Short exercise 1: According to the diive changelog, what happens to duplicate columns when EddyPro fluxnet files are read with `LoadEddyProOutputFiles`?
Short exercise 2: Return each line of the records that includes the word "rock".

Diive

Latest version: v0.86.0

Safety actively analyzes 723650 Python packages for vulnerabilities to keep your Python projects secure.

Scan your dependencies

Page 2 of 16

0.84.0

New features

- New class `BinFitterCP` for fitting function to binned data, includes confidence interval and prediction interval (
`diive.pkgs.fits.fitter.BinFitterCP`)

![DIIVE](images/BinFitterCP_diive_v0.84.0.png)

Additions

- Added small function to detect duplicate entries in lists (`diive.core.funcs.funcs.find_duplicates_in_list`)
- Added new filetype (`diive/configs/filetypes/ETH-MERCURY-CSV-20HZ.yml`)
- Added new filetype (`diive/configs/filetypes/GENERIC-CSV-HEADER-1ROW-TS-END-FULL-NS-20HZ.yml`)

Bugfixes

- Not directly a bug fix, but when reading EddyPro fluxnet files with `LoadEddyProOutputFiles` (e.g., in the flux
processing chain) duplicate columns are now automatically renamed by adding a numbered suffix. For example, if two
variables are named `CUSTOM_CH4_MEAN` in the output file, they are automatically renamed to `CUSTOM_CH4_MEAN_1` and
`CUSTOM_CH4_MEAN_2` (`diive.core.dfun.frames.compare_len_header_vs_data`)

Given records:
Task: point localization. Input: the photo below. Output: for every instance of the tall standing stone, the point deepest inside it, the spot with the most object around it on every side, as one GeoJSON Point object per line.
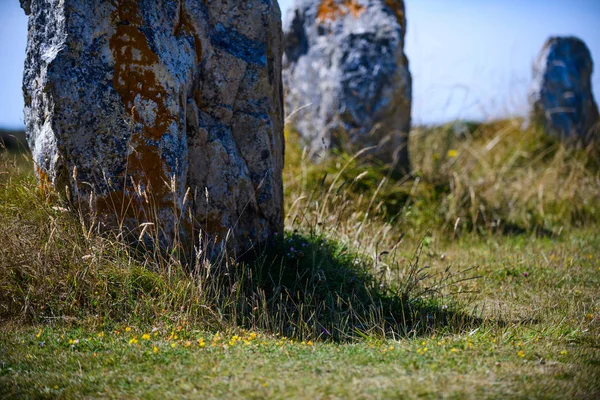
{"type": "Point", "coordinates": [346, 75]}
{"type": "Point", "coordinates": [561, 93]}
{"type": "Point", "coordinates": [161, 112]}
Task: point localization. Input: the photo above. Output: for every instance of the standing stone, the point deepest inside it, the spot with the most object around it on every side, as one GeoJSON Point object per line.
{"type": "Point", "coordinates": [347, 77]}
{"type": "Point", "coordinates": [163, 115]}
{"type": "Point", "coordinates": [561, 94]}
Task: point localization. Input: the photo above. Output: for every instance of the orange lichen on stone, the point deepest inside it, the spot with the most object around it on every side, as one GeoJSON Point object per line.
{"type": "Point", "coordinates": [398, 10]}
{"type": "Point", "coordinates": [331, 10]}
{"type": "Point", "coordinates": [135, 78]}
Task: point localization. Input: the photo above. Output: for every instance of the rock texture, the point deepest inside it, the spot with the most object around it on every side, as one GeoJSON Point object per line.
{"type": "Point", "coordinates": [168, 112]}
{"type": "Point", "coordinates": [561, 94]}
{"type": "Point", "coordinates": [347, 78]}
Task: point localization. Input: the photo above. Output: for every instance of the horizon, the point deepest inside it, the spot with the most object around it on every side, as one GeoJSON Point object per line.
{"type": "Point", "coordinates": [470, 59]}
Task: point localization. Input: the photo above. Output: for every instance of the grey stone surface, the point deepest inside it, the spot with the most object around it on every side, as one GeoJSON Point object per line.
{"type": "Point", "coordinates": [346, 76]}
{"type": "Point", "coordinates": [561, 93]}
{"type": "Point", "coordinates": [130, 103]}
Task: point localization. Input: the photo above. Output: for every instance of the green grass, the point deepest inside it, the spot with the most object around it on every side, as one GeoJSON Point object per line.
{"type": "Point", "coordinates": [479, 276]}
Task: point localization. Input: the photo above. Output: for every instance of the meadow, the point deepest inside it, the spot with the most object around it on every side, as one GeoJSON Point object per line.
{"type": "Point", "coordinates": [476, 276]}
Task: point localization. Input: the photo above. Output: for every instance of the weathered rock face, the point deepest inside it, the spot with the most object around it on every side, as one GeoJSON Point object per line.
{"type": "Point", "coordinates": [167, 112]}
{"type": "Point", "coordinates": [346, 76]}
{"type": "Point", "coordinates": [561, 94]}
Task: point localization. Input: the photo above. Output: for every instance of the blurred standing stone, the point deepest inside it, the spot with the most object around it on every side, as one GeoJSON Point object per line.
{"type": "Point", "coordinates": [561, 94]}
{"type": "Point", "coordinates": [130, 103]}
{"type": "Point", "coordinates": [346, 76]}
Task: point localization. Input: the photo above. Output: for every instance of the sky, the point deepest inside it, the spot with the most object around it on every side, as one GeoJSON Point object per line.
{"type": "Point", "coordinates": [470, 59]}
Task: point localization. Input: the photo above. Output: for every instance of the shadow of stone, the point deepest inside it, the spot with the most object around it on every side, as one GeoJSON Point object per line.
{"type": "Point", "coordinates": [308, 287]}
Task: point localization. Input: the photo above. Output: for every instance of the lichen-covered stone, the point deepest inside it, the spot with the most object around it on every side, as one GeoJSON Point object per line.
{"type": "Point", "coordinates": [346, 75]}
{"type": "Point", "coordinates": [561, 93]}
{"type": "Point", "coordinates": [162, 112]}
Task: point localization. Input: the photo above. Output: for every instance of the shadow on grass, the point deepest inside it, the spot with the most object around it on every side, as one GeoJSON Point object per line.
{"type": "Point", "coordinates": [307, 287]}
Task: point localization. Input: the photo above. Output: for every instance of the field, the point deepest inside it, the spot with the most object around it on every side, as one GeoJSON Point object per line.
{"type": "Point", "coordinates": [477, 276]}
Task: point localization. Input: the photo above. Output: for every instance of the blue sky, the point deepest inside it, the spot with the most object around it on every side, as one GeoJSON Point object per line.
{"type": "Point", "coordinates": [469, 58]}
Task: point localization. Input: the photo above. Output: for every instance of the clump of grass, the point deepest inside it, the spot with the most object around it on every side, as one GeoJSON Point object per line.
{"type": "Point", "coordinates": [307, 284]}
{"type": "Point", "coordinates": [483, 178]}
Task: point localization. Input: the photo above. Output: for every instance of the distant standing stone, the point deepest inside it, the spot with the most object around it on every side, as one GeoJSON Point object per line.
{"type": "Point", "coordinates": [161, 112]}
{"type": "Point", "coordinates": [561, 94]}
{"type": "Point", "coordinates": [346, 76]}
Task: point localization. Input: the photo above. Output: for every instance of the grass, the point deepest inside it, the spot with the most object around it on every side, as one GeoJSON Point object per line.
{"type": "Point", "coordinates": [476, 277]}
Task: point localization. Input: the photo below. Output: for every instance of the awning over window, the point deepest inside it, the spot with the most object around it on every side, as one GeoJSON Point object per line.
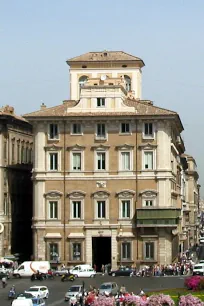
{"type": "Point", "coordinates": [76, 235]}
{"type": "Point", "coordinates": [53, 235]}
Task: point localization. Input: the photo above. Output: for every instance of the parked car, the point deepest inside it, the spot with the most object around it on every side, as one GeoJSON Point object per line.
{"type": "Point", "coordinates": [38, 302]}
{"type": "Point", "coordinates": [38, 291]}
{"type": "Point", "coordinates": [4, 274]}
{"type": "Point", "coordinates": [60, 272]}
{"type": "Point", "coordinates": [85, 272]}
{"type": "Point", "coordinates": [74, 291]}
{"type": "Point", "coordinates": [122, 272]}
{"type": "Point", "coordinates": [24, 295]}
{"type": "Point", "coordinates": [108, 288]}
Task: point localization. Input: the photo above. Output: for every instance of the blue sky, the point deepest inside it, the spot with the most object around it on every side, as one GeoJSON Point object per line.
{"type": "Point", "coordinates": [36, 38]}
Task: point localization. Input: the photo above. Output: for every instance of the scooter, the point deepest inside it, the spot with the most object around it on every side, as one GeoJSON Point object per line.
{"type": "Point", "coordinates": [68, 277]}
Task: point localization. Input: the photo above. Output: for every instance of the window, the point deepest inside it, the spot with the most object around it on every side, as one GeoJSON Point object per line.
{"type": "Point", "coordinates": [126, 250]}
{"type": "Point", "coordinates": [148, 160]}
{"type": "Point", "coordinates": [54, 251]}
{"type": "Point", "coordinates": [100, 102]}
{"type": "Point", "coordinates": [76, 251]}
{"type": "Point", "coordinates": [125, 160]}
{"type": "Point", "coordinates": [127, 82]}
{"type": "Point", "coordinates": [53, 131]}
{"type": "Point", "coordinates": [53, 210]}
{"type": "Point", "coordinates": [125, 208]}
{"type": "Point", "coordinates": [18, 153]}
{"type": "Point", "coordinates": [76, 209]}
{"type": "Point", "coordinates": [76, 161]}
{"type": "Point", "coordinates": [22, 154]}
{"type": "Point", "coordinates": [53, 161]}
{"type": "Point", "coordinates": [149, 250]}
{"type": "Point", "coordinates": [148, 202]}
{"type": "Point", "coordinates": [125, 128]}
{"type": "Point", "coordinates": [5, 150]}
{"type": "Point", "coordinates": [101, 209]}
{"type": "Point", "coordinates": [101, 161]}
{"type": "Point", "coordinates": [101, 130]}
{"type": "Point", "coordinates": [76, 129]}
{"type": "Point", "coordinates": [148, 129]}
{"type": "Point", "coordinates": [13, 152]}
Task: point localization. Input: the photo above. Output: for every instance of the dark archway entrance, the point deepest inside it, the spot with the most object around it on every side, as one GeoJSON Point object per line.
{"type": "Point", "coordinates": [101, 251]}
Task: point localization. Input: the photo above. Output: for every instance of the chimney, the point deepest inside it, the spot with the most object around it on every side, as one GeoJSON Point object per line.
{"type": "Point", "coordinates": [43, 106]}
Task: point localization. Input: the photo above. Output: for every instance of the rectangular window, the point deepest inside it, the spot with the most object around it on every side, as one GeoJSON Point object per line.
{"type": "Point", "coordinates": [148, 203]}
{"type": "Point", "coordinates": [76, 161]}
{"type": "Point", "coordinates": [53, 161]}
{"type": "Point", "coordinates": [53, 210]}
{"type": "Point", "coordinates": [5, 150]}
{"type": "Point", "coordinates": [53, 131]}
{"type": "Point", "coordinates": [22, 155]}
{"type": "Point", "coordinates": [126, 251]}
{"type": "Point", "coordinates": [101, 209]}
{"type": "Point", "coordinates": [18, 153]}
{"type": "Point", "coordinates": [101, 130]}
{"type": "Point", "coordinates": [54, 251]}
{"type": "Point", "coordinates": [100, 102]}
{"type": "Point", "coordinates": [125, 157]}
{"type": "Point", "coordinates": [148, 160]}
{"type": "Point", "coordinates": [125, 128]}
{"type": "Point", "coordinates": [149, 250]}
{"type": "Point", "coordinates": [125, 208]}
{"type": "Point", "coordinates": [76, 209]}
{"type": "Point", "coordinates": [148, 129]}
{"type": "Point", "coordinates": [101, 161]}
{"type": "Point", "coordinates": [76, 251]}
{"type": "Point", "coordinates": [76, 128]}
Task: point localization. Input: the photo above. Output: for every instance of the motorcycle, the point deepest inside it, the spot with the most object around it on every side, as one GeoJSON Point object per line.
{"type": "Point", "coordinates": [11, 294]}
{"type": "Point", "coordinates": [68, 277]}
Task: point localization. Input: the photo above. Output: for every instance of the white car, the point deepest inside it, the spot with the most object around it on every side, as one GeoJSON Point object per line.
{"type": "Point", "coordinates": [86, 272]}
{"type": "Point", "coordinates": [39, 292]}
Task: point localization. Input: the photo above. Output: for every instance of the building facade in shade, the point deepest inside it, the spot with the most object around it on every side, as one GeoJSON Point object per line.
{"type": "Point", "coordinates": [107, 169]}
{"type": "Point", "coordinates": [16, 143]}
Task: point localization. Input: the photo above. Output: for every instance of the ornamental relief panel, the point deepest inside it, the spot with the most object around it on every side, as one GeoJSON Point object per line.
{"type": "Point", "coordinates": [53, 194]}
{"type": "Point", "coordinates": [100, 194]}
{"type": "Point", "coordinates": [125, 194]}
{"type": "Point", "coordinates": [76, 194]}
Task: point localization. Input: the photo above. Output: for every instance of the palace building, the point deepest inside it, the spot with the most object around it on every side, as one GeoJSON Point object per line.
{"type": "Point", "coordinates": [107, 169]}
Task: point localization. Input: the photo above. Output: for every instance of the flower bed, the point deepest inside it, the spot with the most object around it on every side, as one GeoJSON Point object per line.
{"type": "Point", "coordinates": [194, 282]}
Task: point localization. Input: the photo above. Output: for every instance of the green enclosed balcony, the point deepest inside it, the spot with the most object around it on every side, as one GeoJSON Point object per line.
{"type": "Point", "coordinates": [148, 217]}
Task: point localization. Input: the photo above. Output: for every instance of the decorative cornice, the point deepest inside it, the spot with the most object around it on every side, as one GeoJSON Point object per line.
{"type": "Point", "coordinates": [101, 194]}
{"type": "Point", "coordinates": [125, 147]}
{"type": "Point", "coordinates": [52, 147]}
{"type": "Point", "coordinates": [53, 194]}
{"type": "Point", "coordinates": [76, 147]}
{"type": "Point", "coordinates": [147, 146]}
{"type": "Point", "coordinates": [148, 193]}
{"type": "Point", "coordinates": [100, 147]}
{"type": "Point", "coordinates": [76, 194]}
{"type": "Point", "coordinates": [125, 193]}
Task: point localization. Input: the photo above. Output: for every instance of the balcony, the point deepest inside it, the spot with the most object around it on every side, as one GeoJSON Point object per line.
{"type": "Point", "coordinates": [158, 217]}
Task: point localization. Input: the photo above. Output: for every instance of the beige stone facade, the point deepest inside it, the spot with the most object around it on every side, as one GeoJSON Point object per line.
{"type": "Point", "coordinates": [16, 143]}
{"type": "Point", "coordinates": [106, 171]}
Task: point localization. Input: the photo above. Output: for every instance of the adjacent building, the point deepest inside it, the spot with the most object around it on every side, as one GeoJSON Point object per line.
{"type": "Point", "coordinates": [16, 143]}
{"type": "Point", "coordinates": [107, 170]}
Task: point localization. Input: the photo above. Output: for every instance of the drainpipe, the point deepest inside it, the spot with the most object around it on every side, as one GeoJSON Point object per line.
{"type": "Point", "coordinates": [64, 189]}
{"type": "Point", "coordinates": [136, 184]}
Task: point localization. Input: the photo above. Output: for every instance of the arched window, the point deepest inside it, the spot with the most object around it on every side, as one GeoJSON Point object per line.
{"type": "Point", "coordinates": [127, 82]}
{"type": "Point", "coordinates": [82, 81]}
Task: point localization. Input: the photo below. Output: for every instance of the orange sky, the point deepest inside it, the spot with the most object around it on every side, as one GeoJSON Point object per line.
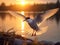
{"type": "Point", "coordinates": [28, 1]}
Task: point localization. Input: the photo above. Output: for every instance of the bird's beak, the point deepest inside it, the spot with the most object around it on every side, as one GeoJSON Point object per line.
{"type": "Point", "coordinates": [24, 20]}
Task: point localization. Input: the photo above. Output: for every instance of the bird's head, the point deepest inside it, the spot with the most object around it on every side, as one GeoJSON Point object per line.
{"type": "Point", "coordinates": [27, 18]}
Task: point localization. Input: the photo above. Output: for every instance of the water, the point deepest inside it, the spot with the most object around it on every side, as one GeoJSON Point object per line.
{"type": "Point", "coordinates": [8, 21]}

Result 1: They are automatically renamed by adding a numbered suffix.

Result 2:
Task: point localization. Input: the photo above. Output: for every instance of the rock texture, the point deepest inside it, the spot with the most object around it on every side, as one GeoJSON Point object per line.
Task: point localization. Input: the photo above. Output: for every instance of the weathered rock face, the point deepest inside it, the spot with the most object around it on every side, as one GeoJSON Point object per line.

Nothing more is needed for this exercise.